**WHAT THE TASK ASKS:**
Please transcribe the data that follows, keeping every line exact.

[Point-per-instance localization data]
•••

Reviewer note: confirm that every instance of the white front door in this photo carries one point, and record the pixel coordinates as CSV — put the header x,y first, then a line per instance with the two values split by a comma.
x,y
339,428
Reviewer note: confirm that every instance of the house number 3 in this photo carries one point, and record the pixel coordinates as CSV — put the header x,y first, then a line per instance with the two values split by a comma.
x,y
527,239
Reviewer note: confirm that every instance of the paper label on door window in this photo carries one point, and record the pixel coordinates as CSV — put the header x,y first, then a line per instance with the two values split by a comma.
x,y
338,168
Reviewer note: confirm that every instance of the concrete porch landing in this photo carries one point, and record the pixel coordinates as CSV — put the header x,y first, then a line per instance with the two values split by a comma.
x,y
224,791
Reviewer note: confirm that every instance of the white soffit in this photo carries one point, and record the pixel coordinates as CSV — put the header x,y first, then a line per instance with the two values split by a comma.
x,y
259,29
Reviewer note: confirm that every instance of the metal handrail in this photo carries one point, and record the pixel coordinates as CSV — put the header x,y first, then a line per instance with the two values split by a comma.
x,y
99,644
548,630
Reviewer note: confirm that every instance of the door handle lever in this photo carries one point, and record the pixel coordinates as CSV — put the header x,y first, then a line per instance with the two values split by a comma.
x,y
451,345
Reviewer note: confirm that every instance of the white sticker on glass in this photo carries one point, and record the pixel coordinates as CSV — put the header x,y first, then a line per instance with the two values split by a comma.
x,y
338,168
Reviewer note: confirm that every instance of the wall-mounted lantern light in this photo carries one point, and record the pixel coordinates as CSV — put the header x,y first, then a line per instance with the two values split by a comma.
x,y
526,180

•••

**WORKED SOLUTION:**
Reviewer note: confirm that every instance of the white front door in this photo carries one point, and record the pixel coordinates as CSV — put the header x,y first, then a line per instance with the two values split by a comma.
x,y
339,428
Reviewer note: confirm that every instance of the house number 3 in this photo carries one point, and record the pixel coordinates as CSV — put the header x,y first, then a line per instance with the two values split by a comma.
x,y
527,239
Reviewer note: confirm that every instance of the paper label on door window in this photo carries one point, and record the pixel coordinates as CSV — put the header x,y first, then a line per instance with the two values split by a comma.
x,y
338,168
Reviewer note: confirm that every instance of the concrete porch landing in this photo carries one point, and record the pixel coordinates as CSV — put the header x,y first, then a line per instance with the two values split by a comma.
x,y
224,791
Reviewer note: confirm that every instance of the white soffit in this photo carries one point, and record the pixel coordinates as CSV — put the header x,y first, then a line per instance with the two values split by a comma.
x,y
259,29
Reviewer note: confirm that every instance of the metal handrail in this photo carries one point, and record the pixel coordinates as CSV — put the header x,y first, then a line per instance with the two values split by a comma.
x,y
99,644
548,630
Reviewer note: confirm that every instance of the door handle lever in this photo carries one point, and record the pixel coordinates as CSV — put the header x,y first, then a line per instance with the two values split by a comma.
x,y
451,345
Reviewer note: confirm that every instance of the white sticker on glass in this photo carries one point, and record the pixel coordinates as CSV — put the header x,y first, then a line per instance with the two values split by a comma.
x,y
338,168
Reviewer note: confirm that every instance of the wall-mounted lantern light in this photo carries one point, and record the pixel coordinates as CSV — put the header x,y first, then a line per instance with the two values split by a comma.
x,y
526,180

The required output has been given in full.